## ACTIVITY
Down to the last line, print the data that follows exactly, without its pictures.

####

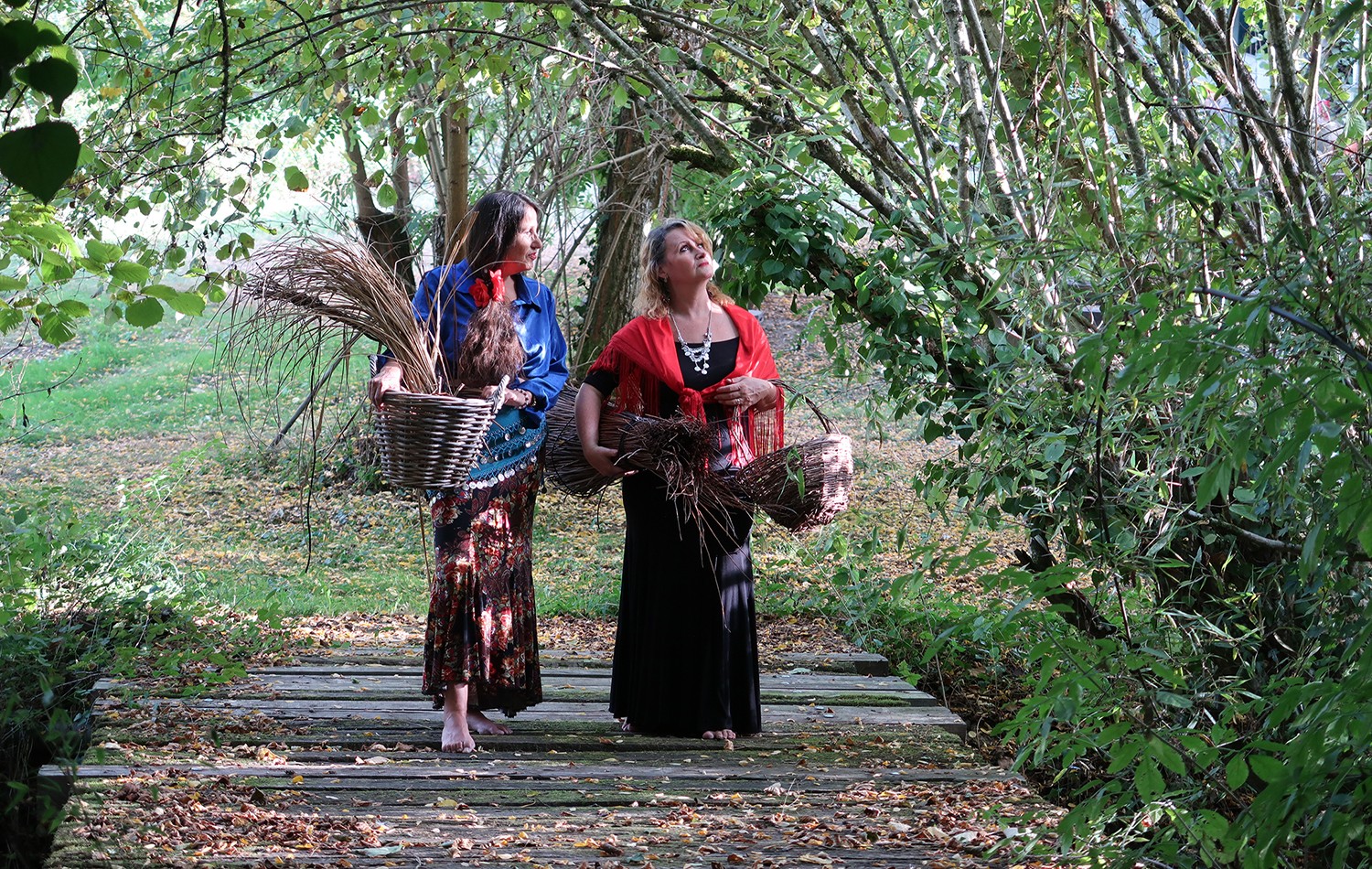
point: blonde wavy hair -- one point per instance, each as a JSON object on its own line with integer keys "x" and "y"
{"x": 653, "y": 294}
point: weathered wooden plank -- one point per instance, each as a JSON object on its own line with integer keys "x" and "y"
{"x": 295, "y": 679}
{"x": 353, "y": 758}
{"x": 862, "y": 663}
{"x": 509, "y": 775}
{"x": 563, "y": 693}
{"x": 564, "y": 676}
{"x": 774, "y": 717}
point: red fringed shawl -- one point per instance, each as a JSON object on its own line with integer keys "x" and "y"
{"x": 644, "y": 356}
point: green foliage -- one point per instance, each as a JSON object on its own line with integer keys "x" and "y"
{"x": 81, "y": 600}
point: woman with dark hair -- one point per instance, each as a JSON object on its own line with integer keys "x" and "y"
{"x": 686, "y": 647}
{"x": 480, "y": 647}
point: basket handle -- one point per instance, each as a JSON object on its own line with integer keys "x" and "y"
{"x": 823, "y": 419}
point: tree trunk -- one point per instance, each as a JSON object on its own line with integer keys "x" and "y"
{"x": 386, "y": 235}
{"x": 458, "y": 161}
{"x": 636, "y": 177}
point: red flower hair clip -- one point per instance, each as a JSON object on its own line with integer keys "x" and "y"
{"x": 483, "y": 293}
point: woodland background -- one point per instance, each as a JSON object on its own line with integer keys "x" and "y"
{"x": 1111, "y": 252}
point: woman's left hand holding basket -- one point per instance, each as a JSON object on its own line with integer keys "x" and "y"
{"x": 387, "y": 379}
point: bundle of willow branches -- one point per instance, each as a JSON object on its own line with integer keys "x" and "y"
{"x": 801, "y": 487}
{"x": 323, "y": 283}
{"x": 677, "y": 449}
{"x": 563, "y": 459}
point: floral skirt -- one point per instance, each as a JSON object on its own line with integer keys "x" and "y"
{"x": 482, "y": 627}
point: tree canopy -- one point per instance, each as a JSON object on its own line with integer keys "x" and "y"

####

## RESPONSE
point: blonde wavy hair -- one point per instance, each as a JSON object on its own line with integer keys "x" and "y"
{"x": 653, "y": 294}
point: weathered wooden plank -- one point per instance, each as a JSON object on its own line with integer keys "x" and "y"
{"x": 295, "y": 679}
{"x": 353, "y": 758}
{"x": 862, "y": 663}
{"x": 509, "y": 775}
{"x": 563, "y": 693}
{"x": 564, "y": 676}
{"x": 774, "y": 717}
point: red fringed shawl -- one point per instance, each as a JSON object on its own line with integer keys "x" and "y"
{"x": 644, "y": 356}
point: green foliage -- one point per instance, each as a JSON object on its own line with integer keys "x" and "y"
{"x": 81, "y": 600}
point: woman with dark hair -- one point per instance, each as a JSON object on its own line with integer keys "x" and "y"
{"x": 686, "y": 647}
{"x": 480, "y": 647}
point: basket handle -- one point per instance, each as a JSON object on its own line with integer keys "x" and "y"
{"x": 823, "y": 419}
point: tree trunk -- one point per instance, each as a JSON object on its own line with integer keys "x" and "y"
{"x": 386, "y": 235}
{"x": 458, "y": 161}
{"x": 636, "y": 177}
point: red flower hair clip -- one point per instance, each as a JSON object on its own line with integer keys "x" and "y"
{"x": 483, "y": 293}
point: woodland background -- one point per instance, each as a JSON object on its own line with integer keys "x" and "y"
{"x": 1111, "y": 252}
point: woman's left hand holding basket -- one point per instance, each as a JSON object on its own line with integer keys "x" and "y"
{"x": 387, "y": 379}
point: bundle of willow branches -- one point per instance, each as a JSON object on its own line with integer keys "x" and "y"
{"x": 801, "y": 487}
{"x": 323, "y": 283}
{"x": 677, "y": 449}
{"x": 563, "y": 459}
point: floral skirt -- one point per instance, each as a JSON object on its own line with integer keys "x" and "y"
{"x": 482, "y": 627}
point: tree canopy -- one point per instance, each as a JSON object on its own line with integer keys "x" and "y"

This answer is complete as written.